◆ AUFGABENSTELLUNG
A – Beantworte mithilfe des Textauszugs über Cyberrisiken bei Medizinalgeräten folgende Fragen:
(i) In welchem Bereich sind die Unternehmen, die Medizinalgeräte entwickeln, traditionell eher verwurzelt?
(ii) Welche Behörde hat sich laut Text als sehr starker Partner beim Beheben von Schwachstellen erwiesen?
(iii) Für wen ist der Diebstahl von Patientendaten und die Erpressung damit momentan in erster Linie ein Problem?
B – Führe den Textauszug über Cyberrisiken bei Medizinalgeräten im gleichen Stil nach seinem letzten Satz weiter.

◆ TEXTAUSZUG
++++++
Medizinalgeräte sind essenziell, um in der heutigen Zeit funktionieren zu können. Werden Geräte manipuliert oder gestört, kann es zu kostspieligen oder gar fatalen Ausfällen kommen. Cyberkriminelle werden sich dessen bewusst und versuchen zu erpressen. Zudem fallen bei Medizinalgeräten Daten an, die temporär oder langfristig auf einem solchen System verbleiben. Ihr Diebstahl kann ebenfalls für Erpressungszwecke eingesetzt werden.
Weshalb sind Medizingeräte so anfällig für Cyberangriffe?
Medizinalgeräte sind oft komplexe und starre Gebilde, die in erster Linie durch Unternehmen entwickelt werden, die traditionell eher im Elektronikbereich als in der Informatik verwurzelt sind. Diese drei Faktoren führen dazu, dass das Thema Cybersicherheit nicht auf jenem Nievau gelebt wird, auf dem es gelebt werden müsste.
«Hersteller reagieren stets als erstes mit Anwälten, bevor man gewillt ist auf technischer Ebene über die Probleme zu sprechen.»
Im Rahmen von Sicherheitsanalysen haben wir viele Klassen von Medizinalgeräten untersucht. Keine von diesen ist besonders gut oder besonders schlecht. Die Grundprobleme sind bei allen ähnlich, manifestieren sich aber natürlich auf Grund der verschiedenen Einsatzgebiete der Geräte unterschiedlich.
Was tun die Hersteller dafür, um diese Sicherheitslücken zu schliessen?
Die Marktzulassung für ein Medizinalgerät ist komplex und aufwändig. Ein Hersteller möchte Aufwand und Kosten gering halten, weshalb Anpassungen an Systemen verhindert werden sollen. Doch eben solche Anpassungen sind erforderlich, um Sicherheitslücken mitigieren zu können. Hersteller reagieren stets als erstes mit Anwälten, bevor man gewillt ist auf technischer Ebene über die Probleme zu sprechen. Hier hat sich die US-amerikanische FDA als sehr starker Partner hervorgetan, mit dessen Hilfe wir Schwachstellen stets schnell lösen lassen können. Schliesslich will kein Hersteller seine Zulassung im grossen Markt der USA verlieren.
Wie hoch schätzen Sie das Risiko für das Elektronische Patientendossier ein?
Der Diebstahl und die Erpressung mit Patientendaten ist momentan in erster Linie ein Problem für die Spitäler – wird mit der Zunahme der Übergriffe aber auch gezielt gegen Patienten eingesetzt werden. Das Tragische daran ist, dass der Patient keinen Einfluss auf die Sicherheit und den Schutz seiner Daten hat. Er ist ein potentielles Opfer, das mit der Hoffnung leben muss, dass alles gut gehen wird.
++++++
◆ Datensatzeinträge
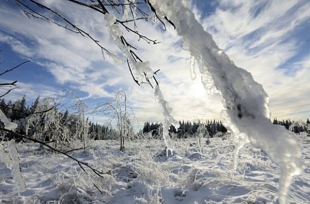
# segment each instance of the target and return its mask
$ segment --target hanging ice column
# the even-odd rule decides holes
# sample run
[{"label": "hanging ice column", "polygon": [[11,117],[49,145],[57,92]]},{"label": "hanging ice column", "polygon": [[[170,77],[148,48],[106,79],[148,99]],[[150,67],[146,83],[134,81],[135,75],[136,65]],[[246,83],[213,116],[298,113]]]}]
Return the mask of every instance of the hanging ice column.
[{"label": "hanging ice column", "polygon": [[279,202],[285,204],[293,176],[302,171],[301,150],[293,133],[270,122],[268,97],[262,86],[217,47],[187,8],[187,0],[150,1],[158,15],[173,22],[185,49],[201,62],[202,76],[212,76],[226,108],[226,126],[244,134],[237,136],[237,149],[242,147],[247,136],[253,146],[262,148],[280,167]]},{"label": "hanging ice column", "polygon": [[[125,12],[126,14],[127,12]],[[126,15],[124,17],[126,17]],[[111,37],[114,39],[116,44],[122,51],[123,55],[126,58],[132,69],[132,74],[139,85],[141,85],[146,78],[150,81],[152,80],[154,74],[154,71],[151,68],[150,62],[140,62],[135,60],[132,55],[130,53],[130,48],[125,43],[122,42],[121,38],[123,35],[123,32],[119,28],[117,24],[115,24],[115,17],[111,14],[107,14],[105,15],[106,25]],[[117,56],[107,52],[107,54],[117,63],[121,63],[122,60]],[[152,86],[153,87],[153,86]],[[173,144],[170,136],[169,136],[169,128],[170,125],[173,125],[175,128],[178,128],[179,124],[174,119],[171,115],[172,109],[169,106],[168,102],[165,100],[159,86],[158,85],[153,87],[154,96],[155,99],[158,100],[158,103],[161,106],[164,117],[163,124],[163,137],[167,147],[167,155],[168,156],[168,151],[170,150],[171,154],[173,154]]]}]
++++++
◆ ANTWORTEN JE AUFGABE
A –
(i) Eher im Elektronikbereich als in der Informatik.
(ii) Die US-amerikanische FDA.
(iii) Für die Spitäler.

B –
Diese medizinischen Geräte sind besonders anfällig für Cyberattacken:
1. Pumpen zur Arzneimittelinfusion
2. Herzschrittmacher
3. Tragbare Gesundheitsgeräte (Wearables)
4. MRT-Geräte 5.
5. Elektronisches Patientendossier
Laut dem Security Report 2023 von Check Point Software Technologies sind Cyberangriffe im Jahr 2022 im Vergleich zum Vorjahr weltweit um 38 Prozent gestiegen, Angriffe auf den Gesundheitssektor sogar um 74 Prozent. Wie kommt es zu dieser massiven Zunahme?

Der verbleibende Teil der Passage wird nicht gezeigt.